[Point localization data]

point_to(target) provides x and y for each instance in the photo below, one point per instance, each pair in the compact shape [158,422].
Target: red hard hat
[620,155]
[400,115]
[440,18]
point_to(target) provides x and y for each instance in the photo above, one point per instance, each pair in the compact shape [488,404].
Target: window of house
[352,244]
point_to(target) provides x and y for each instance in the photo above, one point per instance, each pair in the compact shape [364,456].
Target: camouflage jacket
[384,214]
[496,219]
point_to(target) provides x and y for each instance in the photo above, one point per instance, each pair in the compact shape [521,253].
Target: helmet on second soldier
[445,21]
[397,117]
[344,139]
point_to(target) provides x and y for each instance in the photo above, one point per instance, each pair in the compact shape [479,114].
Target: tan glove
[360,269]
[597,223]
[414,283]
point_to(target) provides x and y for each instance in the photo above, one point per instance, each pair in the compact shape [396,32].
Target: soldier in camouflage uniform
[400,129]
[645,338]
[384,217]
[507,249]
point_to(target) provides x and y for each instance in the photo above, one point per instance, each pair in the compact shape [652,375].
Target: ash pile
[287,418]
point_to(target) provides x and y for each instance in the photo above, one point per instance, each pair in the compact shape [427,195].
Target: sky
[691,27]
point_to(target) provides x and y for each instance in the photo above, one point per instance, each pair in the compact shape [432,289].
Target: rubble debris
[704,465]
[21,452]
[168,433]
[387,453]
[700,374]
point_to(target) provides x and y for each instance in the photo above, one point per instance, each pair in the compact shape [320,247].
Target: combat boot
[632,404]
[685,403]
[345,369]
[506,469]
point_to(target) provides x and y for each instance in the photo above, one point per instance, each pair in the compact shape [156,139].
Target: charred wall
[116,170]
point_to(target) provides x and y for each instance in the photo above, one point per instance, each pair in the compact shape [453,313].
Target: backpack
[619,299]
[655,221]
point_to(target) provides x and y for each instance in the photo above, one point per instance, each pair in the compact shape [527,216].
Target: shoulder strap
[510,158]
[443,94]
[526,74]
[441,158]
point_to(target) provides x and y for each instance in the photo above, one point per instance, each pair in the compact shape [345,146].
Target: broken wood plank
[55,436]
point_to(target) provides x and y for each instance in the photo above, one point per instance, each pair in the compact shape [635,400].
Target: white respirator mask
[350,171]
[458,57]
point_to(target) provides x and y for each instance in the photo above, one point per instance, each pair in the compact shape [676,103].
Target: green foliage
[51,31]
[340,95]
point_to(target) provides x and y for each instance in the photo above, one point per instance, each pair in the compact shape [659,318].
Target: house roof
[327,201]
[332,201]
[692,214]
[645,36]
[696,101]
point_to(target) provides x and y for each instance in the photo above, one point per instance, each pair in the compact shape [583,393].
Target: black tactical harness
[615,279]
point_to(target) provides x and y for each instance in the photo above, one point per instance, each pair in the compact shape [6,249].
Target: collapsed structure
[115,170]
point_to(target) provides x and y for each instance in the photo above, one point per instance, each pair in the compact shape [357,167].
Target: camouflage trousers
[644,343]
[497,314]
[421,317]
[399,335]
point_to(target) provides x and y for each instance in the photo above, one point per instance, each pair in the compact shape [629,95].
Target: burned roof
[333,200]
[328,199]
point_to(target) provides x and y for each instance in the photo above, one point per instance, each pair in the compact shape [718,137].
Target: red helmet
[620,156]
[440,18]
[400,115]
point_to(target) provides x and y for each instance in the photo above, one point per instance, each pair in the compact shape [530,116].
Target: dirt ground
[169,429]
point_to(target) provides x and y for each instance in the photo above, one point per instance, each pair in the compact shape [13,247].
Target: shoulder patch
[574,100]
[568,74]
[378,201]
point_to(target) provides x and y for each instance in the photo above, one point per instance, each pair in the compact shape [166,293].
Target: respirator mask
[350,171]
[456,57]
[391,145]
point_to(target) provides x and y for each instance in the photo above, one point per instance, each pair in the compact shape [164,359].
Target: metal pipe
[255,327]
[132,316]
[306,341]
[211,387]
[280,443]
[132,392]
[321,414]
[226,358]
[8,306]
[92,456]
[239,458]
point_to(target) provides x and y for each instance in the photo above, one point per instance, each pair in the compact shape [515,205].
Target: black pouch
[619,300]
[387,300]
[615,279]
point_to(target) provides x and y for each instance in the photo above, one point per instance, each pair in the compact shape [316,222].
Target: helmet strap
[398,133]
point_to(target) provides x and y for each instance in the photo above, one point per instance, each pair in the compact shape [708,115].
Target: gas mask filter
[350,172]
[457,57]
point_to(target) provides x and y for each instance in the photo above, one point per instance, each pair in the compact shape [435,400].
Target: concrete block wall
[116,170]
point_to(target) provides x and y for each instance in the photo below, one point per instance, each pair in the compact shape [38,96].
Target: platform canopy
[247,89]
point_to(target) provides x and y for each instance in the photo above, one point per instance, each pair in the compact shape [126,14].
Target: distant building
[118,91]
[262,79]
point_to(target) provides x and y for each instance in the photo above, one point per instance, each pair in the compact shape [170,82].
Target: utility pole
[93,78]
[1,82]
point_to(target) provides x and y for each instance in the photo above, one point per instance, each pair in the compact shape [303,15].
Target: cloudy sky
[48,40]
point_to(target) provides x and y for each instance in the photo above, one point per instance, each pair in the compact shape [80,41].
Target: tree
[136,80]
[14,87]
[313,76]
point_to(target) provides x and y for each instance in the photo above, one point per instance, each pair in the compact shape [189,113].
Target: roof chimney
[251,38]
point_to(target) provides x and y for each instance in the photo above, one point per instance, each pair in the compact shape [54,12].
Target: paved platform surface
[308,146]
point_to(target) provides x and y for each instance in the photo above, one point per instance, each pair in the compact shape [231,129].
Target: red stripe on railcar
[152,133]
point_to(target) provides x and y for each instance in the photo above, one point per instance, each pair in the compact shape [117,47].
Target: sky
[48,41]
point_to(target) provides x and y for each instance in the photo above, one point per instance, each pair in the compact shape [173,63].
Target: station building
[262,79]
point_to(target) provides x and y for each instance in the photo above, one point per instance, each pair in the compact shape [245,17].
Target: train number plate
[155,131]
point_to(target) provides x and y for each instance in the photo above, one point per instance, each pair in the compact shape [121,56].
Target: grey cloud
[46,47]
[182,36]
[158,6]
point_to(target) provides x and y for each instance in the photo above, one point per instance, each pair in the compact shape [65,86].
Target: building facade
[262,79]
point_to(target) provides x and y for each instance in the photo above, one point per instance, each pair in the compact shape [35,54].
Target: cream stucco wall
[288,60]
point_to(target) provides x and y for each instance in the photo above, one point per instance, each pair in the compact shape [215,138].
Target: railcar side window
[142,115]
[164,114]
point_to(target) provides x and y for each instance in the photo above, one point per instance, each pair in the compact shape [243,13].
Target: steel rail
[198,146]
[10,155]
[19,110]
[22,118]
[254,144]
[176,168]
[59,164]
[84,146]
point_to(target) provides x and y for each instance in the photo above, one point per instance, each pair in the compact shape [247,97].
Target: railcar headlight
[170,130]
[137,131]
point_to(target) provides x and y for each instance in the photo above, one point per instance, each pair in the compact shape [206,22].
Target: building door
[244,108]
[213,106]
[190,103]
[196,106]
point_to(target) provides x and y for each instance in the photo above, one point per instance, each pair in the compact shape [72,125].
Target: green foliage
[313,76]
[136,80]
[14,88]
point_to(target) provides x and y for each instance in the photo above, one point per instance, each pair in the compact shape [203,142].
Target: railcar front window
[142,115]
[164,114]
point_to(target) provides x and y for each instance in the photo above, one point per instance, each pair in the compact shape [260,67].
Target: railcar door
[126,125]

Problem requirements
Your response must repeat the entries above exactly, in full.

Answer below
point_to(target) provides x and y for each instance in the photo below, one point per instance, each pair in the compact shape [158,422].
Target: red hard hat
[620,155]
[400,115]
[440,18]
point_to(target) provides x and y for each instance in the photo above, one point per instance, each pair in the compact shape [488,404].
Target: window of house
[352,244]
point_to(target) provides x and y for each instance in the photo above, one point per instance, each pair in the compact shape [364,456].
Target: camouflage jacket
[384,214]
[496,219]
point_to(target) provides x and y for each instance in the photo above, one point per instance, each pair in the compact shape [521,253].
Target: helmet on second soldier
[445,21]
[397,117]
[344,139]
point_to(target) provides x and y for each instance in the photo above, one point per instance, each pair in the compact shape [479,114].
Target: tan glove
[360,269]
[597,223]
[414,283]
point_to(target) provides x and y for each instance in the photo above, one point per instance, each pair in the compact shape [396,32].
Target: soldier in camouflage uniform
[400,129]
[645,338]
[384,217]
[507,249]
point_to(target) provides x and y for each instance in the photo above, one point per instance, each pair in the compact shape [652,375].
Target: ash pile
[287,418]
point_to(target) provides x and y for each instance in the photo above, one point per instance, each pair in the compact shape [427,195].
Target: sky
[691,27]
point_to(target) provides x and y for each instance in the photo above, one point per instance, each pair in the compact shape [432,289].
Target: rubble debris
[704,465]
[21,452]
[168,433]
[387,453]
[700,374]
point_to(target) provides x and y for each instance in the photo above, one point per instance, each pair in the compact shape [320,247].
Target: combat boot
[632,404]
[685,403]
[345,369]
[506,469]
point_to(target) provides x and y for each instance in the photo above, one point per instance, each pair in the compact shape [156,139].
Target: charred wall
[116,170]
point_to(target) provides x and y for each instance in the photo above, one point per instance, each pair in the compact shape [453,313].
Target: backpack
[619,299]
[655,221]
point_to(target) provides x and y for each instance in the photo above, one point per instance, each pair in the compact shape [527,216].
Target: shoulder strap
[510,158]
[443,94]
[526,74]
[441,158]
point_to(target) provides x and y for each instance in the photo above, one point per instance, each pair in the compact shape [345,146].
Target: broken wood plank
[55,436]
point_to(target) provides x and y for each instance in the photo above, one point per instance, each pair in the compact shape [635,400].
Target: white respirator mask
[350,171]
[458,57]
point_to(target) provides x and y for each instance in the photo above, one point per instance, each pair in the compact shape [676,103].
Target: green foliage
[51,31]
[340,95]
point_to(target) provides x and y for each instance in the photo above, one point per instance, each pair in the compact shape [659,318].
Target: house roof
[327,201]
[332,201]
[692,214]
[645,36]
[696,101]
point_to(target) provides x and y for each instance in the photo above, one point per instance, each pair in the compact shape [583,393].
Target: black tactical harness
[615,279]
point_to(target) provides x and y for each instance in the photo above, one point per instance, each pair in the compact shape [6,249].
Target: collapsed structure
[115,170]
point_to(target) provides x and y for each instance in the photo above, one point per instance, each pair in the compact shape [357,167].
Target: camouflage trousers
[644,343]
[497,314]
[421,317]
[399,335]
point_to(target) provides x and y for each instance in the photo above, one point per instance, each pair in the compact shape [629,95].
Target: burned roof
[333,200]
[328,199]
point_to(target) provides x and y for each instance in the photo above, one point per instance, each pair in the compact shape [718,137].
Target: red helmet
[620,156]
[440,18]
[400,115]
point_to(target) provides x and y for each instance in the photo above, one point per instance, each pair in the compact shape [530,116].
Target: dirt ground
[169,429]
point_to(target) provides x and y for each instance in the photo above, one point per instance, each pair in the compact shape [13,247].
Target: shoulder patch
[574,100]
[568,74]
[378,201]
point_to(target) provides x and y for each instance in the photo above, one point per instance, each pair in the compact shape [166,293].
Target: respirator mask
[350,171]
[456,57]
[391,145]
point_to(target) provides x and y for each instance in the photo above, one point per instance, each pair in the compact shape [164,359].
Target: metal pipe
[255,327]
[132,316]
[306,341]
[211,387]
[280,443]
[132,392]
[321,414]
[226,358]
[8,306]
[92,456]
[239,458]
point_to(target) provides x and y for each instance in the photo above, one point per instance, each pair in the compact shape [515,205].
Target: black pouch
[619,300]
[387,300]
[615,279]
point_to(target) provides x and y for each instance in the photo above, one point per instance, each pair in the compact shape [316,222].
Target: helmet strap
[398,133]
point_to(target) provides x and y for each instance in the photo above, one point per instance, each pair in the compact shape [708,115].
Target: gas mask filter
[350,172]
[457,57]
point_to(target) provides x and y for each instance in the photo above, one point per instance, each pair in the compact shape [435,400].
Target: concrete block wall
[116,170]
point_to(target) provides x and y for each instance in the photo below, one point per instance, each pair in the compact shape [38,96].
Target: platform canopy
[247,89]
point_to(target) provides x and y for each instance in the photo above, one point per instance, each pair in the compact shape [126,14].
Target: distant building
[118,91]
[262,79]
point_to(target) provides x and y for each instance in the photo above, one point per instance, each pair in the compact shape [170,82].
Target: utility pole
[93,78]
[1,82]
point_to(target) provides x and y for each instance in the photo above, one point per instance, each pair in the compact shape [303,15].
Target: cloudy sky
[48,40]
point_to(target) provides x and y for each instance in the photo above, one point per instance, each pair in the compact shape [80,41].
Target: tree
[136,80]
[14,87]
[313,76]
point_to(target) provides x and y for each instance in the photo above, one point per instance, each pair in the compact shape [189,113].
Target: roof chimney
[251,38]
point_to(target) provides x and y for each instance in the photo above, one point per instance, each pair in the compact shape [54,12].
Target: paved platform surface
[308,146]
point_to(target) provides x and y for each instance in the photo above, one point per instance, each pair in the compact shape [231,129].
Target: red stripe on railcar
[152,133]
point_to(target) provides x and y for each instance in the photo above, one point per instance, each pair in the compact shape [117,47].
Target: sky
[48,41]
point_to(target) provides x and y for each instance in the photo above, one point per instance, each pair in the compact shape [173,63].
Target: station building
[262,79]
point_to(target) provides x and y for each instance in the photo above, one point per instance, each pair in the compact shape [245,17].
Target: train number plate
[155,131]
point_to(target) provides x and y for each instance in the photo above, one point per instance, each pair in the compact shape [121,56].
Target: grey cloud
[46,47]
[182,36]
[158,6]
point_to(target) provides x and y for each instance in the photo above, one point per instance, each pair in the compact shape [65,86].
Target: building facade
[262,79]
point_to(target) provides x and y for each instance in the photo above, one point per instance, each pair in the compact shape [35,54].
Target: cream stucco wall
[288,60]
point_to(target) provides x and y for each instance in the photo above, one point per instance, each pair in the compact shape [215,138].
Target: railcar side window
[142,115]
[164,114]
point_to(target) provides x and y for each instance in the photo above, one point per instance, each pair in the compact shape [243,13].
Target: steel rail
[198,146]
[10,155]
[19,110]
[22,118]
[254,144]
[176,168]
[59,164]
[84,146]
point_to(target) provides x and y for each instance in the photo above, one point per instance, each pair in the compact shape [247,97].
Target: railcar headlight
[170,130]
[137,131]
point_to(target) provides x and y for each instance in the photo above, one point per instance, each pair in the compact shape [206,22].
Target: building door
[244,108]
[213,106]
[190,103]
[196,106]
point_to(target) provides x and y for each instance in the photo above, one point per instance, each pair in the compact shape [72,125].
Target: green foliage
[313,76]
[136,80]
[14,88]
point_to(target) provides x and y for each instance in the photo above, one point per instance, each pair in the compact shape [203,142].
Target: railcar front window
[142,115]
[164,114]
point_to(target) provides x and y for each instance in the photo above, one point per instance, each pair in the compact shape [260,67].
Target: railcar door
[126,125]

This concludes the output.